→ What to do:
Please rewrite the rental property post between "I am very new" and "deal any closer?", inclusive, changing "high school" to "middle school".

→ Page excerpt:
Rental Property Evaluation!!!

Hi,

I am very new to investing. I am about to close on my first rental property. It is a 3BR/2BA, 2-Car Ranch Duplex. 1220 square ft on one floor. I am purchasing it with only 4% equity but intend to hold it for a while. The neighborhood is close to a high school, a new shopping complex and two major employers in the town. And it was built in 2001. Fair market rent is $1000.00 and I will be asking for $975.

I know this is not enough detailed info to make a totally accurate assessment but can anyone tell if this deal "feels" right? Are there things I can do to evaluate this deal any closer?

Please feel free to let me know if you need more information to answer my question. Thanks in advance for your help.

JS
confused

Comments(18)

  • DaveT21st January, 2004

    How much cash flow will you have at $975 monthly rent?

    How much is your mortgage payment (P& I only)?

  • smithj221st January, 2004

    I am looking at an interest-only mortgage that will make my total payments (Interest, Taxes, Insurance and HOA Dues) about $800 a month.

    Thanks.

  • zenith19121st January, 2004

    I would try to get $995 rent in order to get that cashflow a bit coser to $200.

    Also, 4% equity is cutting it a little close. What if you have to sell? You don't want to be upside down in your loan. Those closing costs will eat up that 4% and more.

    Interest only loans are the only loans I do now.

    Is this the first one you've looked at? If so, keep looking. Something better will come along.

  • wishbonejones21st January, 2004

    Zenith,
    If you don't mind me asking, why are interest only loans the only loans you do now?

    Just curious.

  • bflosab21st January, 2004

    why don't you use the ProForma-nator under "my tools"...what does that tell you?

  • fordecan21st January, 2004

    I used to be a lender and have looked very closely at the LIBOR Interest Only program that is so hot out there now...

    Beware of how long you plan on keeping the property on these interest only programs.

    If you are going to keep a property for more than a short time (1-2 years) make sure you then see what the 3-5-10 year histories are on the interest only programs and find out what your average interest-only rate will be.

    When I did my analysis, it was actually much cheaper to get a 7 year ARM or even a 30 year fixed than go with an interest-only LIBOR over 5-7-10 years.

    Rates are very low now on fixed, and you eat into the pricipal on the fixed programs, so not sure why you would want to "only go with interest-only programs" unless you just keep for a very short time.

    My two cents.

→ Record excerpts:
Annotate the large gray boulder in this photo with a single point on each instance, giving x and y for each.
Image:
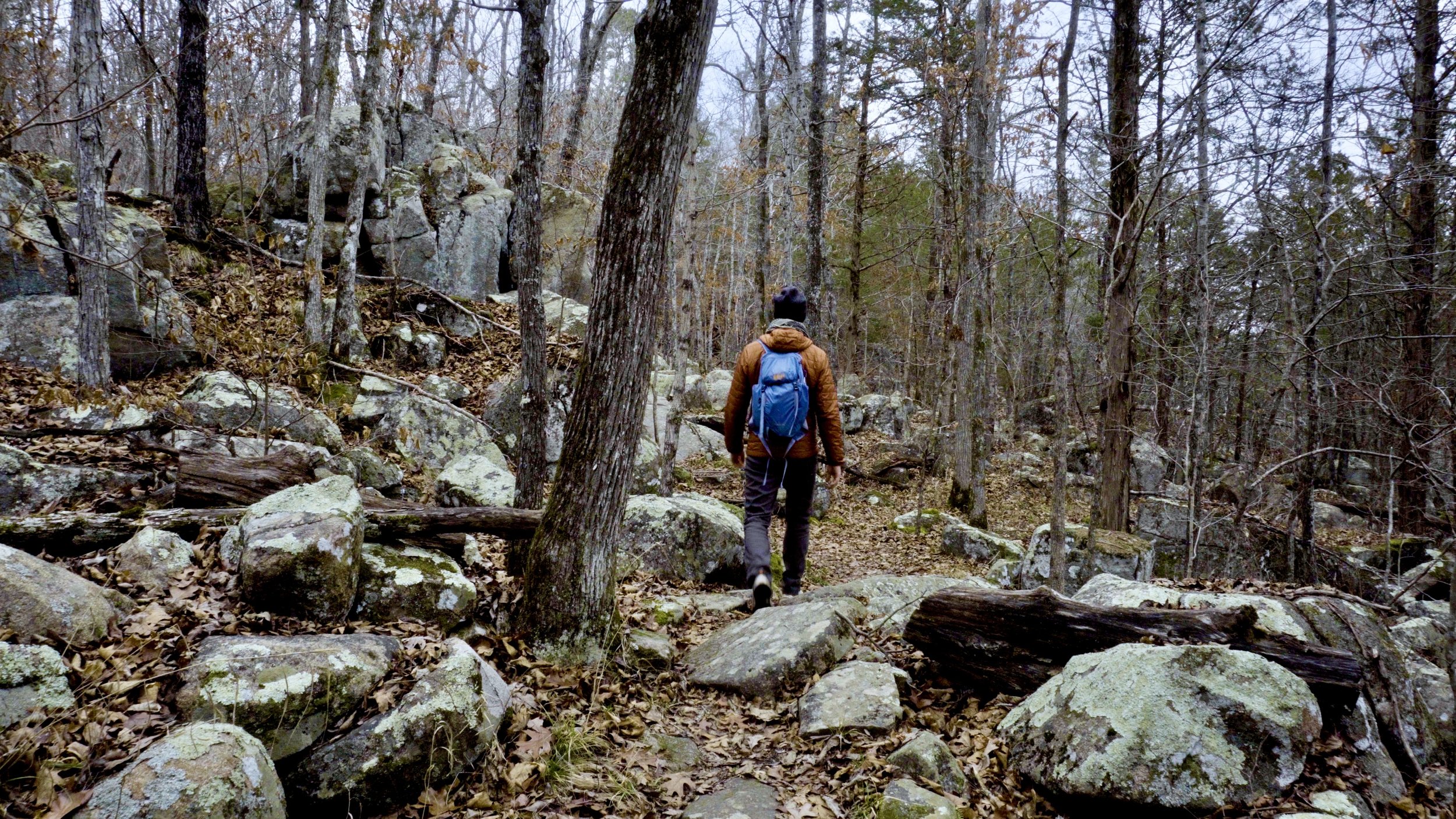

---

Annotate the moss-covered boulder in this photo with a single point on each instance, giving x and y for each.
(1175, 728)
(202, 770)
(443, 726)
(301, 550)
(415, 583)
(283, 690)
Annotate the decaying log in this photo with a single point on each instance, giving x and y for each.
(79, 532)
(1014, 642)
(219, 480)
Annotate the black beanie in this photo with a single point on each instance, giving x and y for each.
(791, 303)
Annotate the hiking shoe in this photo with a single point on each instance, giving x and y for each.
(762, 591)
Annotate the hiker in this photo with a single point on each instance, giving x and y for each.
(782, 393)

→ Complete answer:
I am very new to investing. I am about to close on my first rental property. It is a 3BR/2BA, 2-Car Ranch Duplex. 1220 square ft on one floor. I am purchasing it with only 4% equity but intend to hold it for a while. The neighborhood is close to a middle school, a new shopping complex and two major employers in the town. And it was built in 2001. Fair market rent is $1000.00 and I will be asking for $975.

I know this is not enough detailed info to make a totally accurate assessment but can anyone tell if this deal "feels" right? Are there things I can do to evaluate this deal any closer?